CHECK YOUR UNDERSTANDING
[a] Copy the hospice essay from "Sometimes as a" to "response is mutual.", substituting "bedside" for "deathbed".
[b] Pick up the essay on hospice work after its last sentence and continue it.

August 9, 2010
by Jeanne Denney
When I tell people that I am a hospice worker I often get a standard response: “How do you do that?… Don’t you find that depressing?” The first question is actually quite deep and interesting. (“Yes how do I do that? With what part of myself do I do that?”) But the second one always stumps me. I get puzzled when people expect that I will be depressed in the face of a natural process. Why would I find being with dying any more depressing, I wonder, than attending a birth, watching leaves fall in the autumn, going to a wedding or taking off my youngest child’s training wheels? But somehow, somewhere the idea that contact with death is negative, even a possible contagion to be avoided, has spawned, even though (absent infectious disease) there is little direct evidence to support this. Perhaps because of this and the way that our healthcare system works to use exceptional means attempting to prolong life, more and more people die in hospitals each year rather than at home. This despite the fact that most people express wishes to die at home. Dr. Atule Gwande gives a good summary of how this comes about in this NPR interview: Making End of Life more humane.
Sometimes as a staff person in a Hospice I did feel tired or unsupported. Sometimes I feel sad at the trauma, shock and lack of support for dying people and their families. All of this has an effect on the experience of the people around dying, but rarely if ever do I feel depressed at the fact of death itself. Indeed, when I take good care of myself and have time to build relationship with a patient, the opposite is usually true. In a situation without trauma, once death is clearly coming and has been accepted, I am more likely to leave a deathbed with a kind of joyful, expanded energy as a depleted or depressed one. I continue to do this work because it enriches my life. On a good day, when I come from my deepest desire to connect to the full throb of life in all of its forms, it is extraordinarily uplifting and usually I can perceive that this response is mutual.

Region pointing data
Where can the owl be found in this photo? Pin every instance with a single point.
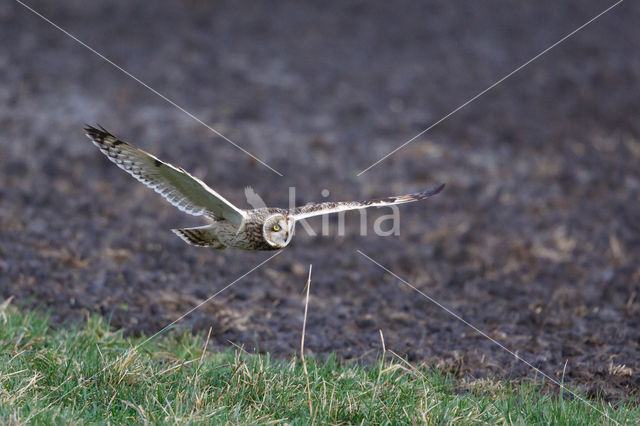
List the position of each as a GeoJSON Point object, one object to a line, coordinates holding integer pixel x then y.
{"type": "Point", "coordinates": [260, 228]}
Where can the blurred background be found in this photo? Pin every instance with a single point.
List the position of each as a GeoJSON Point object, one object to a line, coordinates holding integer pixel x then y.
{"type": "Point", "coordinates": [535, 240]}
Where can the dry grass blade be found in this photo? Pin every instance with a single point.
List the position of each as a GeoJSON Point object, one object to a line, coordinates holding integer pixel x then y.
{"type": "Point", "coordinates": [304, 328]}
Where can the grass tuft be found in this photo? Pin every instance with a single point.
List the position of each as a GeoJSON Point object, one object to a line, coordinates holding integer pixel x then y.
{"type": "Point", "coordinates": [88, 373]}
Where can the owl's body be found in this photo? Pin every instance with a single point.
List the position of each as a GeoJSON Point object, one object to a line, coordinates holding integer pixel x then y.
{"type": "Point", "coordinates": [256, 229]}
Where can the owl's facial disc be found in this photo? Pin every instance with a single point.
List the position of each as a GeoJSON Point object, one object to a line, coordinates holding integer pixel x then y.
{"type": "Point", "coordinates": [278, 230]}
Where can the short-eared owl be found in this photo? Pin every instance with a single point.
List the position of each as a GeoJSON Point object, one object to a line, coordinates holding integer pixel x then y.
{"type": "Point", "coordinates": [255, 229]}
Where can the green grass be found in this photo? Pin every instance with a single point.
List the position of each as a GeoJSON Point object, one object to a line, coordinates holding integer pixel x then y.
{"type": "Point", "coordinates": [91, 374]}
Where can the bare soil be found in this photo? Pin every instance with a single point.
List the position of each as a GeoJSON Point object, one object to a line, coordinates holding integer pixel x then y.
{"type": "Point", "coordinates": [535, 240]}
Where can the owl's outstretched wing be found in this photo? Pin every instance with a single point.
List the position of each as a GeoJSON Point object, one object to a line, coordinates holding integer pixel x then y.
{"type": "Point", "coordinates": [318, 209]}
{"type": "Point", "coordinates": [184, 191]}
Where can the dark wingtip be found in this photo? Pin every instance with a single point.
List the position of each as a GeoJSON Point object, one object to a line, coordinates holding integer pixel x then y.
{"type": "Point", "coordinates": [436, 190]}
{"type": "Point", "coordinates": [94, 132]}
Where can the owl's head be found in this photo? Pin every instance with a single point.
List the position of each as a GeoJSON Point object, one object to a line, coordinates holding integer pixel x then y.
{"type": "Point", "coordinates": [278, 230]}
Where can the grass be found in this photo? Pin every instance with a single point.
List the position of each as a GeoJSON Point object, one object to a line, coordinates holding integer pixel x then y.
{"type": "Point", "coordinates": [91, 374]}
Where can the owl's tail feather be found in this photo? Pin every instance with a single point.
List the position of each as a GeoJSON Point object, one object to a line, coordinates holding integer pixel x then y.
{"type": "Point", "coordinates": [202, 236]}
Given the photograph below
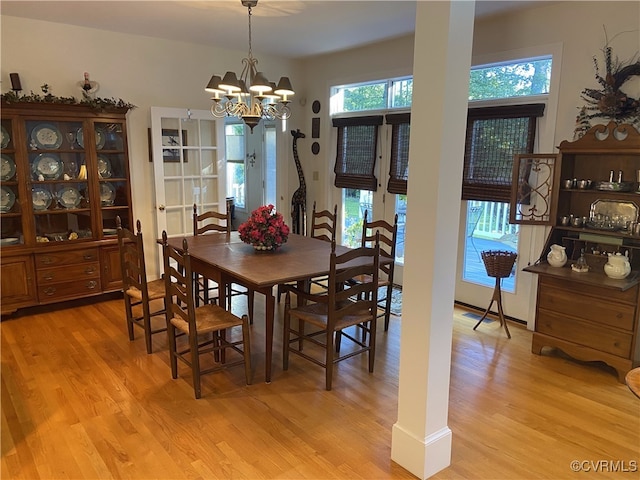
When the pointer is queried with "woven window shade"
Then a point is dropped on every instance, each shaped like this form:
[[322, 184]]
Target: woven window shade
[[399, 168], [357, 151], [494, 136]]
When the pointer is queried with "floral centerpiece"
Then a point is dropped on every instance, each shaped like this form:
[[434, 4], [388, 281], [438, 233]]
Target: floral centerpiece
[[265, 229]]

ANSWERS TO THE PROBLEMS
[a]
Sometimes as a staff person in a Hospice I did feel tired or unsupported. Sometimes I feel sad at the trauma, shock and lack of support for dying people and their families. All of this has an effect on the experience of the people around dying, but rarely if ever do I feel depressed at the fact of death itself. Indeed, when I take good care of myself and have time to build relationship with a patient, the opposite is usually true. In a situation without trauma, once death is clearly coming and has been accepted, I am more likely to leave a bedside with a kind of joyful, expanded energy as a depleted or depressed one. I continue to do this work because it enriches my life. On a good day, when I come from my deepest desire to connect to the full throb of life in all of its forms, it is extraordinarily uplifting and usually I can perceive that this response is mutual.

[b]
Experiencing contact with death as positive is admittedly not a common expectation. Talking of it this way can even be seen as a little subversive. Just yesterday I came across a Youtube video of a spiritual teacher Hindu Swami SivaBaba giving just this teaching. In a nutshell, he advised that to think of death or plan for it causes death: Don’t do it. I have worked with cancer patients that have this idea, and even the American Cancer Society often appears to advance this view in their aggressive stance in fighting death, the enemy. The assumption is common. As I was preparing to format a second class to support death planning (which I call “Planning on Dying: An Exhuberant Life Exploration”) I came upon a blog written by psychologist Wanda Horrell entited: I am Not Planning on Dying! Wanda’s article expressed important truths about mind/body health and the power of optimism and positive thinking on life and illness. I agree with her completely. I don’t wish to contradict anyone’s views or beliefs. Still, is it really a benefit NOT to plan on dying given that the death rate throughout history is still hovering at 100.00000000%?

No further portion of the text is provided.